Directions
Which lines in the records below contain the string "trousers"? Pick out each of those lines and copy it in full.

Shape boundary entries
• • • • • • •

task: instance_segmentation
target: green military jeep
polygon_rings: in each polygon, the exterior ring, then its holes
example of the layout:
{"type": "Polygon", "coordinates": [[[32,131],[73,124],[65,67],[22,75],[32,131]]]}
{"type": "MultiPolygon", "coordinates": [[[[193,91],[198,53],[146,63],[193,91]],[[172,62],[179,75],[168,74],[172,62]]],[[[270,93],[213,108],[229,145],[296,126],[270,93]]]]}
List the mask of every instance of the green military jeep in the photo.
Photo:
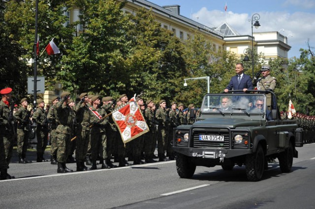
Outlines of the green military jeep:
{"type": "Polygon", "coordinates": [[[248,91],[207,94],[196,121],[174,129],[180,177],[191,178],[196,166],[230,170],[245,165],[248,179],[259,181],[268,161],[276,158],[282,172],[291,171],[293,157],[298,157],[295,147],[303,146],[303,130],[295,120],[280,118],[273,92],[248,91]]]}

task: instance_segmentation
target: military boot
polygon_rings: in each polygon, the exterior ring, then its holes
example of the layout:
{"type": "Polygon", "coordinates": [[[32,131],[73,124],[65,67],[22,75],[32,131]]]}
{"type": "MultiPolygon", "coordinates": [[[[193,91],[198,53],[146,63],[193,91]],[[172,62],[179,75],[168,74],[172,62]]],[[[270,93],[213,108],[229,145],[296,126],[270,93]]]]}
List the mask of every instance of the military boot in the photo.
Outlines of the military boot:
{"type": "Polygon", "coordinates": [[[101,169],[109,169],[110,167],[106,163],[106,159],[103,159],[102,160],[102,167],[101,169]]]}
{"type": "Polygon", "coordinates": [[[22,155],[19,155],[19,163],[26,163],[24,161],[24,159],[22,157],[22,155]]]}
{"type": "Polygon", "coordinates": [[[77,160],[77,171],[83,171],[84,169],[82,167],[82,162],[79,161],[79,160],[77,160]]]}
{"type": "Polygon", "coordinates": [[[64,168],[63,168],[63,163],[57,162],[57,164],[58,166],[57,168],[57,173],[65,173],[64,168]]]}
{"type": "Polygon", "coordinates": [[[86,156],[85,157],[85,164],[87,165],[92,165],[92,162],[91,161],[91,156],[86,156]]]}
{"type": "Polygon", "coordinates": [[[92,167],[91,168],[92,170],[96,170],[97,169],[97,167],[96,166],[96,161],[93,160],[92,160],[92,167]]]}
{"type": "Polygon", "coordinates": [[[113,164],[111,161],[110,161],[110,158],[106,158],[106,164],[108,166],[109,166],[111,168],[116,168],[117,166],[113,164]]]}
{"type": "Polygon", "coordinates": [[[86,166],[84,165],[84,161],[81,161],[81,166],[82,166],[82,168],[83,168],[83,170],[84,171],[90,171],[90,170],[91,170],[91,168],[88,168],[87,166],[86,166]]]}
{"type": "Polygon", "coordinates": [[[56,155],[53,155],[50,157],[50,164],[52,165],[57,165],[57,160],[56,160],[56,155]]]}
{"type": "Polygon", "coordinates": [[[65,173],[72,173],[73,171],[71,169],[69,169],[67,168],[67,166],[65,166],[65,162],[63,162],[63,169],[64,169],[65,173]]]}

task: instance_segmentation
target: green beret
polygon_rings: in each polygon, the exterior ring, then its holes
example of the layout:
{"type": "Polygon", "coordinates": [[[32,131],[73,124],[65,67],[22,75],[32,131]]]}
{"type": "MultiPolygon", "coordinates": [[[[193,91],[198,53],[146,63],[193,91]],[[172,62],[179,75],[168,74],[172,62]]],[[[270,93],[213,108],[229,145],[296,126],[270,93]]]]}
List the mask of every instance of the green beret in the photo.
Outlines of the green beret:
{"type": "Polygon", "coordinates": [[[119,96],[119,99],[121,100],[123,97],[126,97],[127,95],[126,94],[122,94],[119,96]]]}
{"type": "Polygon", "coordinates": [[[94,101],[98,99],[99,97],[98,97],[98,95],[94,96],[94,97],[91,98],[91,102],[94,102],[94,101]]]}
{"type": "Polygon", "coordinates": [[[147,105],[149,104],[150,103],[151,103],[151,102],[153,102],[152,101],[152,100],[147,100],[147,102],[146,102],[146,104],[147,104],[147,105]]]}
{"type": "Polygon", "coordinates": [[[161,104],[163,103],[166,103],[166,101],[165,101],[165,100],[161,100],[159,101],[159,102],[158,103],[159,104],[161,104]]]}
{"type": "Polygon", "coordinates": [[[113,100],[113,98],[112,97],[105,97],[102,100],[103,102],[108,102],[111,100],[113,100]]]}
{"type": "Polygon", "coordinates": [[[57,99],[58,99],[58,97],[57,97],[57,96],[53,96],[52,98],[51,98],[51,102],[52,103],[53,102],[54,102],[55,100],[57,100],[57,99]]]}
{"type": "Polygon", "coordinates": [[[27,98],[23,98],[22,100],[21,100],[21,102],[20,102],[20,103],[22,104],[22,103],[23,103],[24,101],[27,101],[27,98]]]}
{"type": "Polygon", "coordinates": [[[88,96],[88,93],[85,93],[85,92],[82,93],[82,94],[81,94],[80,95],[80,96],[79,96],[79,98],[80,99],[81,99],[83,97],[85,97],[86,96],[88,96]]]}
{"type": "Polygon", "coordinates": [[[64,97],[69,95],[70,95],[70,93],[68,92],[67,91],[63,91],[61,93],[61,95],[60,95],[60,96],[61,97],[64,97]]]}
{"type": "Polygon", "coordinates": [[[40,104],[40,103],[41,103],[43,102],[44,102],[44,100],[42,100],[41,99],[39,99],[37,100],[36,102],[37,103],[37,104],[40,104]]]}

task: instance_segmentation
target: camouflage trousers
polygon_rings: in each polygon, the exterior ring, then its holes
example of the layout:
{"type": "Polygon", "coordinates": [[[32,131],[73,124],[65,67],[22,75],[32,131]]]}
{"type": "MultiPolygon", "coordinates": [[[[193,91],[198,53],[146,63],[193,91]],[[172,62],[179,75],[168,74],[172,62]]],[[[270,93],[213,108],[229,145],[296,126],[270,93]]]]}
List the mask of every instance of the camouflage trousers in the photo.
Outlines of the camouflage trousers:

• • • • • • •

Written solution
target: camouflage trousers
List the mask of every instance of the camouflage trousers in the photo.
Outlines of the camouflage trousers:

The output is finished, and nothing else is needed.